### Page
────────────────

Vowles says his GT racing experience also helped him understand how a driver reads a racing situation from the cockpit and how easy it is for a lack of information from the pit wall to hamper performance.

“The thing with engineers is that data is everything for them. I’m a better engineer than a driver, but what I realised from it is that when you are in the car your world is just around you and you have all of these doubts about whether it’s you or the track.

“Today I had lap times that dropped by two and a half seconds and I basically went into a spiral over whether I have completely lost the ability. As it turns out, it’s not that, it’s just that the track had slowed down, but it’s why drivers are continuously asking what’s going on and where they are to their teammate and why they need reinforcement to what is going on.

“It’s not that the driver’s ability is fragile, and in our [F1] team we have the best two in the pit lane, I really believe that, but when suddenly you can’t explain why things have changed you need an explanation to put that in a box and put it away. The relationship with the engineer is the most fundamental one, they are your lifeline and their comments, positive or negative, can spiral you upwards or downwards very, very quickly. I had never really considered or understood that before.”

In Formula One, Hamilton is often heard questioning a tyre choice or pit call over team radio, and although Vowles has never taken those comments personally, his racing experience helps him put them into context.

────────────────

Carry the piece above about Vowles and his racing experience forward from its final sentence.

(Boundary labeling records)
────────────────

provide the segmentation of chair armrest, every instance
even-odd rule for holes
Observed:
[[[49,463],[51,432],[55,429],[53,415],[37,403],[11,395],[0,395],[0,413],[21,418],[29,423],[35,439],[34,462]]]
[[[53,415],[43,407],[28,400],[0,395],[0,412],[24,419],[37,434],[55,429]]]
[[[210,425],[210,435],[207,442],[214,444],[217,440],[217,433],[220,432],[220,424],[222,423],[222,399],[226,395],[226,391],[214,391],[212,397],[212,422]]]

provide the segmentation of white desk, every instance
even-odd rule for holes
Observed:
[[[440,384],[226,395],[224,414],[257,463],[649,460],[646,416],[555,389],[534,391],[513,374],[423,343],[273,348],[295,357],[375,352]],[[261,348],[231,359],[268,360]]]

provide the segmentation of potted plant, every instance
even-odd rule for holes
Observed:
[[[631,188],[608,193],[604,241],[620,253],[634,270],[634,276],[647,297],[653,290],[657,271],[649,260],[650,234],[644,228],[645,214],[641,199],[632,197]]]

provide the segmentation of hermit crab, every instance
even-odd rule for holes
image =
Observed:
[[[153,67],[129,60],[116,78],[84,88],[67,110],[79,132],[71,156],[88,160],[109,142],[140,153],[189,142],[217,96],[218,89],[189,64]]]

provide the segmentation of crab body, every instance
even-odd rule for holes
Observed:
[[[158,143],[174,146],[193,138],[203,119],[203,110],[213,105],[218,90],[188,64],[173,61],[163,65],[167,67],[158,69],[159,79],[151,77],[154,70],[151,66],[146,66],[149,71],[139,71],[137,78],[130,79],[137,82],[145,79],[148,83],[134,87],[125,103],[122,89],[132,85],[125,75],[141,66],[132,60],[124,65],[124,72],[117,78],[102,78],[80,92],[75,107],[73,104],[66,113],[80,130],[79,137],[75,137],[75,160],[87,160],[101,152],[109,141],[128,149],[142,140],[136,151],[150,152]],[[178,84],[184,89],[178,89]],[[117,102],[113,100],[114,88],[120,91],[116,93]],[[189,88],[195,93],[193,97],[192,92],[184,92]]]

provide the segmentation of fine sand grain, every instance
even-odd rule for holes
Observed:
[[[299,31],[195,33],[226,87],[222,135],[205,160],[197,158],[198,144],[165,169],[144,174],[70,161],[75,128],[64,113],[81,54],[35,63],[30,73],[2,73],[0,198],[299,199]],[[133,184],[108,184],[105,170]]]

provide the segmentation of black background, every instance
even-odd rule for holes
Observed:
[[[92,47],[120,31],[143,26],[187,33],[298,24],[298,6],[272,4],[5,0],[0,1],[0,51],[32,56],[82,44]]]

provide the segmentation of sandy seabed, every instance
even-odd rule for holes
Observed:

────────────────

### Right answer
“I completely understand why Lewis gets caught up the way he does, because the adrenaline rush you get from this is like nothing else,” he says. “And what you have control of is fundamentally the pedals and the steering wheel, so when something outside of your control falls away and you’ve done everything you can.

“I completely get why his frustrations come forward. Even without driving I could have told you that bit, but I can understand it even more after doing this because you really have to give it your all.”

The next step in Vowles’ GT racing career is to secure more race experience over the winter. The Asian Le Mans Series not only represents a chance to test himself against some of the best GT racers in the world, a victory for his car in the four-race series would also offer his team an entry to the most famous race of them all: The Le Mans 24-Hours.

“That’s definitely is [the goal],” he added. “The reason for starting this journey is because that’s where I’d like to end up.

“I think it’s a dream for many. I would be happy just to go there, as defeatist as it sounds, not with the intention to win, but with the intention to go there to finish.

“Which is odd, because in my day-to-day life, everything I do, everything we do within Mercedes, is there to win. Fundamentally, that’s why we get up in the morning. That’s why we do the work we do.

“But I’m also realistic enough that if I ever go to Le Mans it will be simply because I have the opportunity to compete, probably not to win. Not because of a lack of ability, although that is there, but to do it seriously you need to go on many occasions and I think it’s unrealistic to do that”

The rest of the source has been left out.